| Parts of the exercise |
- A) Rewrite everything from "Again, the intention" down to "and paid partitions." in the Comet resource limits notice, substituting "put in place" for "implemented".
- B) Say whether each statement agrees with the Comet resource limits notice, answering yes or no and quoting the deciding words: (i) In the first iteration of the new caps, funded projects may use up to 8 GPUs. (ii) The new limits apply to each user separately. (iii) Registered users will be told through the HPC-Users distribution list once the limits are in place.

| Selected text |
##########

As per our news article from yesterday, we have now implemented resource caps across the two types of project:

A breakdown of the resource limits will be added to the HPC Resources & Partitions - Comet page so that you understand how these apply to your jobs.

Again, the intention is to enable fairer access to the resources of the Comet HPC facility to the widest range of staff and students as possible. If you need to make a case for a different resource limit for your project, please get in touch.


(11th) February - Planned changes to resource limits

Now that the changes to the Slurm priorities and cpu over-subscription have been implemented our next phase of development for Comet will focus on the implementation of resource limits for both free and paid partitions.

These changes are intended to allow a fairer distribution of resources across all users and projects. Currently, as per Rocket, there are very few limits in place for the number of simultaneous resources or jobs. Going forwards we will introduce two distinct levels of resource caps:

As it stands today, the resource limits for all users of Comet are:

Resource Unfunded Projects Funded Projects
MaxSubmitJobs 512 512
MaxJobs 256 256
CPU Unlimited Unlimited
Nodes Unlimited Unlimited
GPU Unlimited Unlimited
GPU RAM Unlimited Unlimited
RAM Unlimited Unlimited
Local Disk (e.g. /scratch) Unlimited Unlimited

In the first iteration of the new resource caps, we will be implementing the following limits:

Resource Unfunded Projects Funded Projects
MaxSubmitJobs 128 512
MaxJobs 256 1024
CPU 512 2048
Nodes Unlimited Unlimited
GPU 1 8
GPU RAM Unlimited Unlimited
RAM Unlimited Unlimited
Local Disk Unlimited Unlimited

These limits will be per project, and are intended to stop the situation where a small number of users are able to monopolise almost the entire resources of a given partition (either paid or free). We will notify all registered users via the HPC-Users distribution list once these resource limits are in place. In most cases the only impact this will have on your jobs is that they may need to queue for a little longer if you are submitting a large number at the same time, again, this is to allow more users and projects to have a better chance of accessing the resources at the same time.

##########

[Coordinate labeling data]
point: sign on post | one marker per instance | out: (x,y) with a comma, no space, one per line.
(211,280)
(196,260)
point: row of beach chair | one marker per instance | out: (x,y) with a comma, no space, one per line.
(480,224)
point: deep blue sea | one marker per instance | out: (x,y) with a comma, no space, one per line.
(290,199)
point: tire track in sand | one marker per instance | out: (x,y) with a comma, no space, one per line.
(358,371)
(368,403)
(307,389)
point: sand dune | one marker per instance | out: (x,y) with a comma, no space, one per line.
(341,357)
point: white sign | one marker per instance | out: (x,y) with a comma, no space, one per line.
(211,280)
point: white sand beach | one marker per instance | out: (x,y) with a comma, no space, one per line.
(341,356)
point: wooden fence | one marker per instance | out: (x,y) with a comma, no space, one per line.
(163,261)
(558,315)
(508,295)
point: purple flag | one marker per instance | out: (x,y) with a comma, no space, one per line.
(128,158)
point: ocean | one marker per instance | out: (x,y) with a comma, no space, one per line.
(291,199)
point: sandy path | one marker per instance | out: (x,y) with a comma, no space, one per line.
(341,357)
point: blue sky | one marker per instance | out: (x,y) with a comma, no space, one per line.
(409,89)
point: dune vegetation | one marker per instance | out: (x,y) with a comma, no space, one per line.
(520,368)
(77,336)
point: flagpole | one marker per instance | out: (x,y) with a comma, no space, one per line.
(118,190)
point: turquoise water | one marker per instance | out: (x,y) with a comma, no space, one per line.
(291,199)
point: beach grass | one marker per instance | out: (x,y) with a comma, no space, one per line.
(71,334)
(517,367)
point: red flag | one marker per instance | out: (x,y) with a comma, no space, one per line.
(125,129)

##########

| Solutions below |
- A)
Again, the intention is to enable fairer access to the resources of the Comet HPC facility to the widest range of staff and students as possible. If you need to make a case for a different resource limit for your project, please get in touch.


(11th) February - Planned changes to resource limits

Now that the changes to the Slurm priorities and cpu over-subscription have been put in place our next phase of development for Comet will focus on the implementation of resource limits for both free and paid partitions.

- B)
(i) Yes: "GPU 1 8"
(ii) No: "These limits will be per project"
(iii) Yes: "We will notify all registered users via the HPC-Users distribution list once these resource limits are in place"